## CONSIGNES:
1 - Dans le fil de discussion sur les disparus médiatiques, relevez tous les noms des personnalités dont parlent les messages.
2 - Recopiez le passage du fil sur les disparus médiatiques, tout ce qui va de "Après, elle va" jusqu'à "du savoir vivre.", en substituant "roman" à "livre".
3 - Reprenez le fil de discussion sur les disparus médiatiques et poursuivez-le à partir de l'endroit où il s'arrête.

# Disparus médiatiques, que sont-ils devenus ?



## Anonyme (13 Janvier 2006)

*Hélène Rolles*

Après avoir mystérieusement échoué à devenir l'égérie d'une célèbre marque de cosmétiques anti-rides et poches, elle anime désormais la foire au boudin chez Monoprix.

Après, elle va à la cafet', comme au bon vieux temps,
mais seule,
toute seule.

*Jean-Luc lahaye*

Il écrit un livre, une sorte de nouveau manuel du savoir vivre.
Le titre provisoire serait :
"Prépubère ou épilée, comment faire la différence"


"Femme,
fe-mme..."

Ouais, ouais, c'est ça Jean-Luc.


----------



## -lepurfilsdelasagesse- (13 Janvier 2006)

PonkHead a dit:
			
		

> elle va à la cafet', comme au bon vieux temps,
> mais seule,
> toute seule.




*Et ce*
pour notre plus grand bien.

Merci Hélène Rolles.




:rateau:


----------



## Anonyme (13 Janvier 2006)

*Jacques Martin*

Mort depuis dix ans,
_Sous vos applaudissements_

Son clone ne va pas fort, après quelques apparitions à la télé, il a déjà pris du bide, des rides et des joues.

(Enregistrements d'un jeu de données)
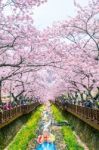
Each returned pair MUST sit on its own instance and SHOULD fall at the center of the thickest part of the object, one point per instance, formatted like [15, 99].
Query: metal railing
[88, 115]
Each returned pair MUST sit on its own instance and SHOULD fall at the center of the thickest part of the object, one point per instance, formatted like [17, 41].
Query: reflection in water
[46, 140]
[46, 146]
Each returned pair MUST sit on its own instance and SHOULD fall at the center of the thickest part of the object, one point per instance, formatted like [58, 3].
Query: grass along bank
[67, 132]
[27, 132]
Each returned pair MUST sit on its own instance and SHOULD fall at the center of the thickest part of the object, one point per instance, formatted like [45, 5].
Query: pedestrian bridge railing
[7, 116]
[88, 115]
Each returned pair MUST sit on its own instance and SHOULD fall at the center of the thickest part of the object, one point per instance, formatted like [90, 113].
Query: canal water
[46, 129]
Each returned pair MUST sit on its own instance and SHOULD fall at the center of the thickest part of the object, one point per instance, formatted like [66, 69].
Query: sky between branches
[55, 10]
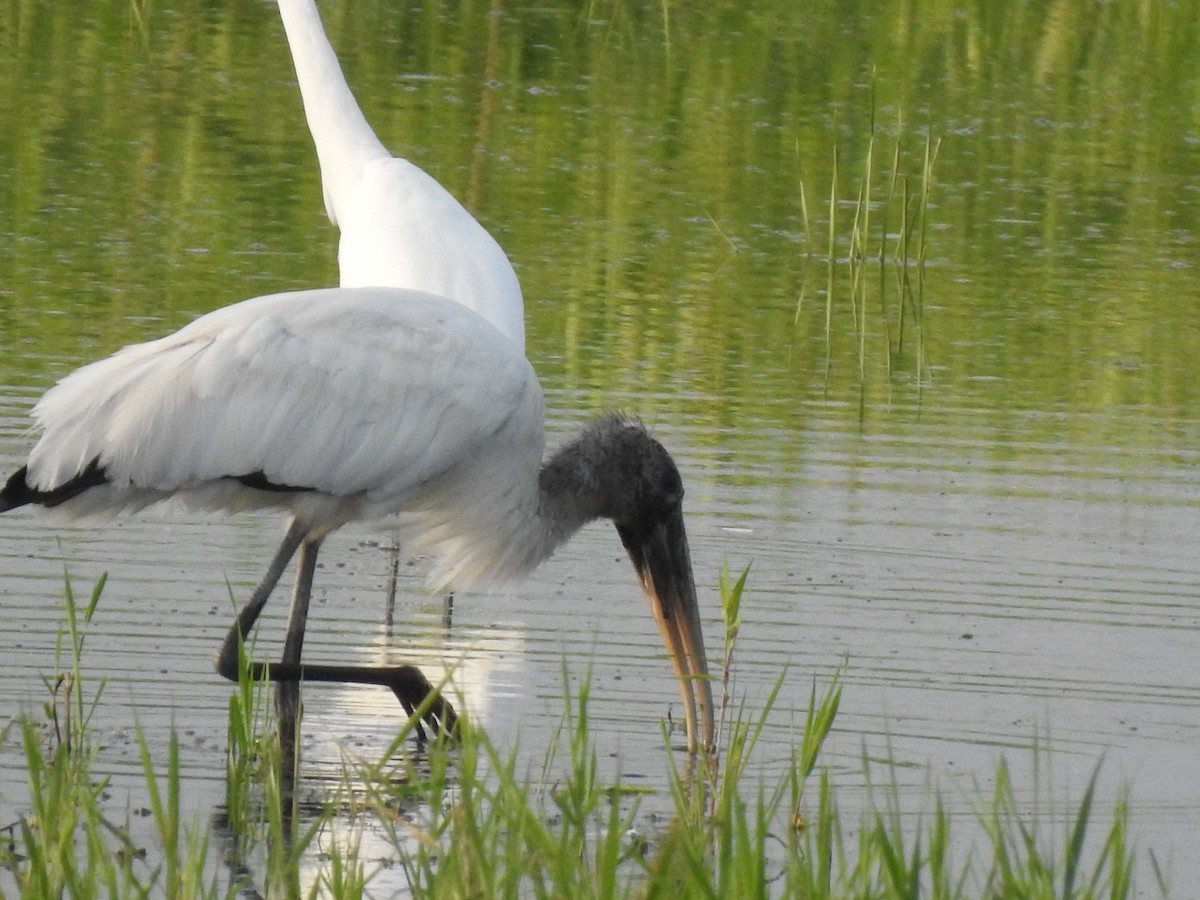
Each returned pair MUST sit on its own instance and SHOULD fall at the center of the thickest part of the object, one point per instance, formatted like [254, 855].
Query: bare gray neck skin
[569, 495]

## RÉPONSES:
1 - Hélène Rolles, Jean-Luc lahaye, Jacques Martin

2 -
Après, elle va à la cafet', comme au bon vieux temps,
mais seule,
toute seule.

*Jean-Luc lahaye*

Il écrit un roman, une sorte de nouveau manuel du savoir vivre.

3 -
On le pressent pour remplacer Hélène Rolles à la foire au boudin car Monoprix en a marre de la guitare folk de cette buveuse-de-café-à-la-cafet' qu'en plus, plus personne ne sait qui c'est, alors...


----------



## G2LOQ (13 Janvier 2006)

Un topic à suivre assurément!


----------



## Dory (13 Janvier 2006)

G2LOQ a dit:
			
		

> Un topic à suivre assurément!


Un monologue...


----------



## La mouette (13 Janvier 2006)

Du flood ...:rateau:

Je vais transférer dans Switch et conseil d'achat...


----------



## G2LOQ (13 Janvier 2006)

Dory a dit:
			
		

> Un monologue...



 C&#8217;est parti pour


----------



## supermoquette (13 Janvier 2006)

Et jérôme ? de premiers baisers ???


----------



## G2LOQ (13 Janvier 2006)

supermoquette a dit:
			
		

> Et jérôme ? de premiers baisers ???



C.Jérôme?


----------



## Hobbes Ze Tiger (13 Janvier 2006)

Emploi à mi temps chez John B Root....


----------



## La mouette (13 Janvier 2006)

Et JR ?
Et l'inspecteur Colombo?
Et les ABBA?
Et Tabatha Cash?
Et Brigitte Lahaie?
Et la première femme de Johnny Halliday, la première femme d'Eddy Barclay...

Je me fais beaucoup de soucis pour eux


----------



## G2LOQ (13 Janvier 2006)

La mouette a dit:
			
		

> Et Brigitte Lahaie?


Tout les jours sur RMC Info à parler Q


----------



## Anonyme (13 Janvier 2006)

supermoquette a dit:
			
		

> Et jérôme ? de premiers baisers ???


 Il a sûrement mal tourné lui ! :rateau:




(naaan pas taper c'est la faute à supermoquetteuuuuuuh ! :casse: )


----------



## La mouette (13 Janvier 2006)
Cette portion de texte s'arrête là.